_WHAT NEEDS TO BE DONE_: Set down exactly, and only, the lines from the one with "Task: tag the red hood" to the final line of the entries, both included.

_MATERIAL SUPPLIED_:
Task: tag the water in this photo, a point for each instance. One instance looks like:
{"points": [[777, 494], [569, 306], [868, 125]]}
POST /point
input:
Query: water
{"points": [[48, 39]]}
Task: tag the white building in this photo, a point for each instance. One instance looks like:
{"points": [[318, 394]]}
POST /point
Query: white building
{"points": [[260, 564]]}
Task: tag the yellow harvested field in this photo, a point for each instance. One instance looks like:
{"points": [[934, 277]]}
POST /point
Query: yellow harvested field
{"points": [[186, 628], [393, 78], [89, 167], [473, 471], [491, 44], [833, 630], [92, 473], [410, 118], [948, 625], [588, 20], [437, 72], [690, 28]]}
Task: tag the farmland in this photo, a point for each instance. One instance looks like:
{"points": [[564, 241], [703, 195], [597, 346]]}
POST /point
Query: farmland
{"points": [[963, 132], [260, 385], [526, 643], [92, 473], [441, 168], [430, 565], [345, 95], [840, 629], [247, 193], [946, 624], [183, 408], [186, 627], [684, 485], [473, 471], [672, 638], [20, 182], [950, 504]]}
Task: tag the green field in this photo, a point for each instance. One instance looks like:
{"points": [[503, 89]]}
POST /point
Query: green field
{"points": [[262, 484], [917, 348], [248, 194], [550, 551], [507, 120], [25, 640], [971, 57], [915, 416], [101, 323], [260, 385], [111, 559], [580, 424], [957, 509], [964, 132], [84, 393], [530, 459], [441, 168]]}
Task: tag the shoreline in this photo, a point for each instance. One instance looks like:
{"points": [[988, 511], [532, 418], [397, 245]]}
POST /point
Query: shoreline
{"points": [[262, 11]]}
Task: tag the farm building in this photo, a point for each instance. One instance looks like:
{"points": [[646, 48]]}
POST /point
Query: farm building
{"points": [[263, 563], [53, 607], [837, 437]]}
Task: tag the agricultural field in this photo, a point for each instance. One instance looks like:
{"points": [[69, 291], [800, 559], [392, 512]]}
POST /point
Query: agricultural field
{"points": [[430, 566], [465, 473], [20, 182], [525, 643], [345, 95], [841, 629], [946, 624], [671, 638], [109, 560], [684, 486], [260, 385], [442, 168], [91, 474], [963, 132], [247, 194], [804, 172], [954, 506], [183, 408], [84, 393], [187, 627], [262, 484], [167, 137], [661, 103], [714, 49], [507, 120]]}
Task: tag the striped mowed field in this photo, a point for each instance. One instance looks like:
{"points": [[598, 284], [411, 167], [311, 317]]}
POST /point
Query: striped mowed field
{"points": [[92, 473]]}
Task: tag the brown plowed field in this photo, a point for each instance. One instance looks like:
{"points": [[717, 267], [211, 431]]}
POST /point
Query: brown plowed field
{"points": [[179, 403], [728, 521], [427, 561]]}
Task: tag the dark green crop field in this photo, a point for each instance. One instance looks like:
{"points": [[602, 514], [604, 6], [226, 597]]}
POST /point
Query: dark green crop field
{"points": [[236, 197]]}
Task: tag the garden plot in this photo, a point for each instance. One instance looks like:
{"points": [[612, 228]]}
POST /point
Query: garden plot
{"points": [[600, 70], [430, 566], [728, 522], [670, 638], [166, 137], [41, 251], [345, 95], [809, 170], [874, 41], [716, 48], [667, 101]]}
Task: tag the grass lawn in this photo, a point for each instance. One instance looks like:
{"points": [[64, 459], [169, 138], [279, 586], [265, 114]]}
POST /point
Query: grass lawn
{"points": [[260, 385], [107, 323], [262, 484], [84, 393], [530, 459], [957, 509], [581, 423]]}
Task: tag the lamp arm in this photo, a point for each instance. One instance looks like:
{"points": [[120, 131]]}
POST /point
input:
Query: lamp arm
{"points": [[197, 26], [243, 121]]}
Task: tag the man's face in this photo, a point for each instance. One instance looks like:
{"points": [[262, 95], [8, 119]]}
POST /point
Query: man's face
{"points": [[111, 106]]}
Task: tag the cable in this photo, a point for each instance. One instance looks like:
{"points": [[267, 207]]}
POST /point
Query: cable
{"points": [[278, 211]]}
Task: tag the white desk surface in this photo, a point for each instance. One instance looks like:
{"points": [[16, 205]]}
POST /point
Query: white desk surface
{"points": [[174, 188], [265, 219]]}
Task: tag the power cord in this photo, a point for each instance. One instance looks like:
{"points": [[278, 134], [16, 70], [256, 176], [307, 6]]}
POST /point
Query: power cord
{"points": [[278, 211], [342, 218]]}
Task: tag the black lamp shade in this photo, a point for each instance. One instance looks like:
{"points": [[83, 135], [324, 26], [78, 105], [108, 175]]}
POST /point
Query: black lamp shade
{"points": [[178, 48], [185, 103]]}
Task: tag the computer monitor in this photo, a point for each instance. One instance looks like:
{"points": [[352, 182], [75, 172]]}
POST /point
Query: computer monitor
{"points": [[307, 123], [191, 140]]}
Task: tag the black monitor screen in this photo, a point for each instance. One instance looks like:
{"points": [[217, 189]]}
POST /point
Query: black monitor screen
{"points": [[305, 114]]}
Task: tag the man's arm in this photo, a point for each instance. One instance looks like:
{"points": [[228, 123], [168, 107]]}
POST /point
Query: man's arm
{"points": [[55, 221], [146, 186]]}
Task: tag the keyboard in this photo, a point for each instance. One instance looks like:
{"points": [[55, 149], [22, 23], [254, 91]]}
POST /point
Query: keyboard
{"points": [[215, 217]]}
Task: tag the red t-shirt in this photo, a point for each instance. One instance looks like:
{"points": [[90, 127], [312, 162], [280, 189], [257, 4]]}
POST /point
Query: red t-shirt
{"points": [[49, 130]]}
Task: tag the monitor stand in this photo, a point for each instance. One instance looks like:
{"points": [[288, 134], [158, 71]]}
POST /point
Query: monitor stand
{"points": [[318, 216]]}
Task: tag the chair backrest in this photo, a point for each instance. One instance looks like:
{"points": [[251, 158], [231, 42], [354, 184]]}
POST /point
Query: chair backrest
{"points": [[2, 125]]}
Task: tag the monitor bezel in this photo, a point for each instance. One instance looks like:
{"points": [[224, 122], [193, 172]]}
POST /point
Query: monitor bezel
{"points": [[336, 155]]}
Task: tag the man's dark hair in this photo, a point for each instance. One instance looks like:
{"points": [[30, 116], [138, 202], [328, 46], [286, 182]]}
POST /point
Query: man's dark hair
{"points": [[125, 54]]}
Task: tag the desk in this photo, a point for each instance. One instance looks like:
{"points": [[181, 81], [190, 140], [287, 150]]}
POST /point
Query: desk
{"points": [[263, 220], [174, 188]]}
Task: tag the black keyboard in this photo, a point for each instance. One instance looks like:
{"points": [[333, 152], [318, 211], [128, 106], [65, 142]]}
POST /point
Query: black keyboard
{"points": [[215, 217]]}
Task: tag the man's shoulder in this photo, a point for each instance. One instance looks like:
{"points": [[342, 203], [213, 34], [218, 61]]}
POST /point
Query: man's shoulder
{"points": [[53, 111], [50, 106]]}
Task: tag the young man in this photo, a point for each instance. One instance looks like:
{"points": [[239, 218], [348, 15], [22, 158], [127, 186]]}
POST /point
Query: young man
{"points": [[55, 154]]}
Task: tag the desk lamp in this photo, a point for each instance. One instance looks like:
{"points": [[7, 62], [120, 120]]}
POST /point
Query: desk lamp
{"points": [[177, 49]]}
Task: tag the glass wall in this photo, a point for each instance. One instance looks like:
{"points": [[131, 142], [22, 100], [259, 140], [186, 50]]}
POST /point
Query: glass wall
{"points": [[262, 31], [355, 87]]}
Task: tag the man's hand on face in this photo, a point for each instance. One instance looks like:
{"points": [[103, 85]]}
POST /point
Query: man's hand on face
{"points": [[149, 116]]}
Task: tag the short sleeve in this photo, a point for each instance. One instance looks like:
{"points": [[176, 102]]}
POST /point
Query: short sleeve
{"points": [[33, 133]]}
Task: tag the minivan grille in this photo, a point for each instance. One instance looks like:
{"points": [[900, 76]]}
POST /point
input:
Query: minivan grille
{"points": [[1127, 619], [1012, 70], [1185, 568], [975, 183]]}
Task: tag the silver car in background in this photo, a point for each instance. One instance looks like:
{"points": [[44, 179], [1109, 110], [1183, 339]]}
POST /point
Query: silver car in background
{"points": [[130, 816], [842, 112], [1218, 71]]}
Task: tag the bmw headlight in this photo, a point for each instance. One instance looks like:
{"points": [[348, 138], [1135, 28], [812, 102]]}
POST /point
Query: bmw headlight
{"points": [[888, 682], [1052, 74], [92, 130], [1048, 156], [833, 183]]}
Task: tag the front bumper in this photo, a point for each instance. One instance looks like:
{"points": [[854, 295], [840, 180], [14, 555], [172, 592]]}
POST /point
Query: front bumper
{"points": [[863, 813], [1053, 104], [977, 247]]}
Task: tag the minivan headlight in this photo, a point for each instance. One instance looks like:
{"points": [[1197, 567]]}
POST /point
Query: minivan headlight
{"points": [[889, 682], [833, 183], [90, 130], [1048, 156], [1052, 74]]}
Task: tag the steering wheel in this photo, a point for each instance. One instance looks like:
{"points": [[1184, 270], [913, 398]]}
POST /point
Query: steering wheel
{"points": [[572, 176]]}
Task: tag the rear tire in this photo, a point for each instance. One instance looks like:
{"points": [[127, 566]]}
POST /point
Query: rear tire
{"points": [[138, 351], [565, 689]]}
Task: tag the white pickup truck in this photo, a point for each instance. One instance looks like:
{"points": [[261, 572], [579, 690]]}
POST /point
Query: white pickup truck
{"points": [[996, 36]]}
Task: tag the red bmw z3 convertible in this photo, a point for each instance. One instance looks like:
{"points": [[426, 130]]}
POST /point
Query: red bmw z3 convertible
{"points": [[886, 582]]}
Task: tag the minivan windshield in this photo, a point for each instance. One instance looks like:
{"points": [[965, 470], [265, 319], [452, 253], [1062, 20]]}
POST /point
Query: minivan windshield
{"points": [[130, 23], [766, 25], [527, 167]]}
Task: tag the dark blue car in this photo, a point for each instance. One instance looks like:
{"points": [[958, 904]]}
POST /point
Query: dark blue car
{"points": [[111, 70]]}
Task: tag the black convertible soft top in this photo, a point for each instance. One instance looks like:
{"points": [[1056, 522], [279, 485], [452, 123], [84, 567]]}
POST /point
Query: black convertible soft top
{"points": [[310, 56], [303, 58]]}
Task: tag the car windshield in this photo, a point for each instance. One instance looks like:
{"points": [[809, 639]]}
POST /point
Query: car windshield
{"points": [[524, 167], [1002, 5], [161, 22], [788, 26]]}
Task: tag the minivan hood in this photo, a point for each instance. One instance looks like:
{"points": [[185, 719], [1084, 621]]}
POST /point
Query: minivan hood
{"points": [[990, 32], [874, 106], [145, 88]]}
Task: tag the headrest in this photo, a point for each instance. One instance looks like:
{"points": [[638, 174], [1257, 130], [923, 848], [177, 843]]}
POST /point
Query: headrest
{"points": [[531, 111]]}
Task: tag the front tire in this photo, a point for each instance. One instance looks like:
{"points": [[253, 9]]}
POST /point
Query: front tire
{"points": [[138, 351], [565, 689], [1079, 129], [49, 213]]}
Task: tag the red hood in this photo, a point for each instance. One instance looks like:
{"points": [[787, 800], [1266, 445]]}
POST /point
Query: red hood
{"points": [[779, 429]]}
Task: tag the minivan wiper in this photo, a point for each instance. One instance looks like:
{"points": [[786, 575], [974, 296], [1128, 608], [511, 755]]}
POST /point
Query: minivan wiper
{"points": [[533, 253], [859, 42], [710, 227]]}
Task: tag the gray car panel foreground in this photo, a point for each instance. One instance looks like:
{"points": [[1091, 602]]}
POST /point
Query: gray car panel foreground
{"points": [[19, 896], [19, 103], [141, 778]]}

_WRITTEN ANSWER_:
Task: tag the red hood in this photo, a point for each instance. One instance looks like:
{"points": [[787, 800], [1266, 445]]}
POST /point
Query: red hood
{"points": [[779, 429]]}
Task: tag the minivan wiper in this photo, a point for each instance. One instance looks like:
{"points": [[786, 575], [974, 296], [1128, 608], [511, 755]]}
POST /point
Query: minivan wiper
{"points": [[533, 253], [859, 42], [710, 227]]}
Task: tag the gray car panel foreground in this photo, a point for each instance. One instance looks like:
{"points": [[1091, 602]]}
POST /point
Query: gray car panel foreground
{"points": [[19, 896], [19, 103], [141, 778]]}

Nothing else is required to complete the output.